* Task instructions *
Every line of the data that includes "twig" should be copied out.

*** Given records Section Begins ***

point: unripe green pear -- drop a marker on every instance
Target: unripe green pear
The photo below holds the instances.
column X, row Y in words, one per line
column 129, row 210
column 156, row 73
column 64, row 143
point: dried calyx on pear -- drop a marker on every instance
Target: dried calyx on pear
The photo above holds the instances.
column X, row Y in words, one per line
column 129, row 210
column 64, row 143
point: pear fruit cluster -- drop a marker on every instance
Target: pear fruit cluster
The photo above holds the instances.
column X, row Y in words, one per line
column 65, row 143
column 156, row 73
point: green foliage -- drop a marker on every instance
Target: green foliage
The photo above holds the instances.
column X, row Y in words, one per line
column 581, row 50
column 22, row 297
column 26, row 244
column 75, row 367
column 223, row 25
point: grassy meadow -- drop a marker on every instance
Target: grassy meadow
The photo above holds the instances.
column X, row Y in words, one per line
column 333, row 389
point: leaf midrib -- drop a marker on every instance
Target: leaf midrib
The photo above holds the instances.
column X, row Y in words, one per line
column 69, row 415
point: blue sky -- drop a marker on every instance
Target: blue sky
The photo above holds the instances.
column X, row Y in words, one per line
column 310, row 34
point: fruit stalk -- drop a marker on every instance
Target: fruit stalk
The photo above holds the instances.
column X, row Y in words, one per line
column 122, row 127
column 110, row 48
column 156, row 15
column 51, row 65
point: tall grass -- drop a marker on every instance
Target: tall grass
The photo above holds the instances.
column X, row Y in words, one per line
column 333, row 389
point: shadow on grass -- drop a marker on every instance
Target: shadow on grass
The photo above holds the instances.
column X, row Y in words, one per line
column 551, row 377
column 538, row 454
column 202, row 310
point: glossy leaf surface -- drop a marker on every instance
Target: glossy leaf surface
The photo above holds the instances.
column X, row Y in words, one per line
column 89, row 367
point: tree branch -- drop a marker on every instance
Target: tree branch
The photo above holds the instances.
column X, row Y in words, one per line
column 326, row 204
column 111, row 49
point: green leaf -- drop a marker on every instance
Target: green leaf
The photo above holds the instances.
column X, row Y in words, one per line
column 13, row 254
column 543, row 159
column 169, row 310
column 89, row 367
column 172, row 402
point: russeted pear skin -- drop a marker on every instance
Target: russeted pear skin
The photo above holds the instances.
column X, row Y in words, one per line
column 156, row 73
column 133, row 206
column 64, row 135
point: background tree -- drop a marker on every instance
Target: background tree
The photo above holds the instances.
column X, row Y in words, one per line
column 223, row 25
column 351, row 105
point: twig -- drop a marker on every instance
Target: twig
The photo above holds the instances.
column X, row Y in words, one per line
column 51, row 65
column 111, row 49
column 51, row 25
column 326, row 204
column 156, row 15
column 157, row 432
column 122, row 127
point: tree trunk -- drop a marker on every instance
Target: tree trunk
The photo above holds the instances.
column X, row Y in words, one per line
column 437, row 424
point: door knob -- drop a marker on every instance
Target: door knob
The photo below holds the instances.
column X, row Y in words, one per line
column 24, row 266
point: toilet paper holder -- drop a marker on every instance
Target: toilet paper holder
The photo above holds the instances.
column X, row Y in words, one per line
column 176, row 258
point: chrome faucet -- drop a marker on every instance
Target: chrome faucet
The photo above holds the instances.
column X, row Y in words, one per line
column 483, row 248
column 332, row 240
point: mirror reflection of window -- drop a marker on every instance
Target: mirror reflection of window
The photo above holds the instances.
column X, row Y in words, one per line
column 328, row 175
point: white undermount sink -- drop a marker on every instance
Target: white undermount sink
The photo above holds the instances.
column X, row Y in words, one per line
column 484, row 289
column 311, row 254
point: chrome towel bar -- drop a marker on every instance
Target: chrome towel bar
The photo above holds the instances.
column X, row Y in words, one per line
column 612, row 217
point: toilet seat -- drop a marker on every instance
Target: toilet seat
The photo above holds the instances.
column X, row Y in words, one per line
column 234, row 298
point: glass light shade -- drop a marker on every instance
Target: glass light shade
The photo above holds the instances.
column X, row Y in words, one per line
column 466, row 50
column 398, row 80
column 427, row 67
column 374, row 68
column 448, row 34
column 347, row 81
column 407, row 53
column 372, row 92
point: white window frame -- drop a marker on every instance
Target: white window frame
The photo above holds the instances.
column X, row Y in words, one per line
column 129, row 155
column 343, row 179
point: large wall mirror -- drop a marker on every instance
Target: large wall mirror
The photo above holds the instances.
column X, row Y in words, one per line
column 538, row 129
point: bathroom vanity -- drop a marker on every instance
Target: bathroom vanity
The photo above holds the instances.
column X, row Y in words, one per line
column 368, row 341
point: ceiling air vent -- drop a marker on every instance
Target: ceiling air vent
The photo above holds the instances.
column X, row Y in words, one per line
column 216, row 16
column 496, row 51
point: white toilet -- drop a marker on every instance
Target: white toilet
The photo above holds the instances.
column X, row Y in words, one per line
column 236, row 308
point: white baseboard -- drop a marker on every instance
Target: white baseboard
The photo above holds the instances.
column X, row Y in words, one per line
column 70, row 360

*** Given records Section Ends ***

* Answer to the problem *
point: twig -- drop a marker on every instance
Target: twig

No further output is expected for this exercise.